Instruction: Without the images, output each record below as it stands.

------ Data for processing

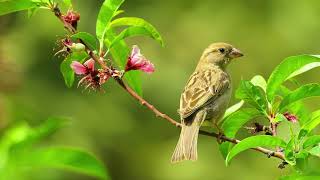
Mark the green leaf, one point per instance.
(259, 80)
(69, 159)
(65, 68)
(253, 95)
(131, 32)
(311, 141)
(233, 123)
(313, 122)
(315, 151)
(233, 109)
(120, 53)
(289, 68)
(87, 38)
(45, 129)
(10, 6)
(252, 142)
(67, 3)
(107, 11)
(140, 27)
(118, 13)
(279, 117)
(306, 91)
(297, 108)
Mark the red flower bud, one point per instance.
(72, 18)
(137, 61)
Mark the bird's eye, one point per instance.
(222, 50)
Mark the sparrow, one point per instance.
(205, 97)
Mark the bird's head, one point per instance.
(220, 54)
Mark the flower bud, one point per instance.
(77, 47)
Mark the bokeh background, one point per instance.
(129, 139)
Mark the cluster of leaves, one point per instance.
(17, 146)
(21, 152)
(107, 40)
(269, 99)
(273, 101)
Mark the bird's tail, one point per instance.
(186, 148)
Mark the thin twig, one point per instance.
(236, 141)
(158, 113)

------------

Complete answer:
Mark the green leaf, one point per instance.
(259, 80)
(69, 159)
(65, 68)
(253, 95)
(131, 32)
(311, 141)
(233, 123)
(313, 122)
(315, 151)
(233, 109)
(120, 53)
(289, 68)
(87, 38)
(45, 129)
(10, 6)
(252, 142)
(67, 3)
(107, 11)
(140, 27)
(118, 13)
(279, 117)
(306, 91)
(297, 108)
Mark the red flower bud, one point per instance.
(72, 18)
(137, 61)
Mark the bird's eye, one point per instance.
(222, 50)
Mark the sparrow, one point per instance.
(205, 97)
Mark the bird's head, one point per instance.
(220, 54)
Mark the flower bud, one point per instance.
(77, 47)
Mark the bokeh background, one point per instance.
(129, 139)
Mark the cluster of leaves, one point per instance.
(17, 146)
(21, 152)
(107, 40)
(269, 99)
(273, 101)
Mark the bird's tail, one point per instance.
(186, 148)
Mark the thin twig, one point per instance.
(236, 141)
(158, 113)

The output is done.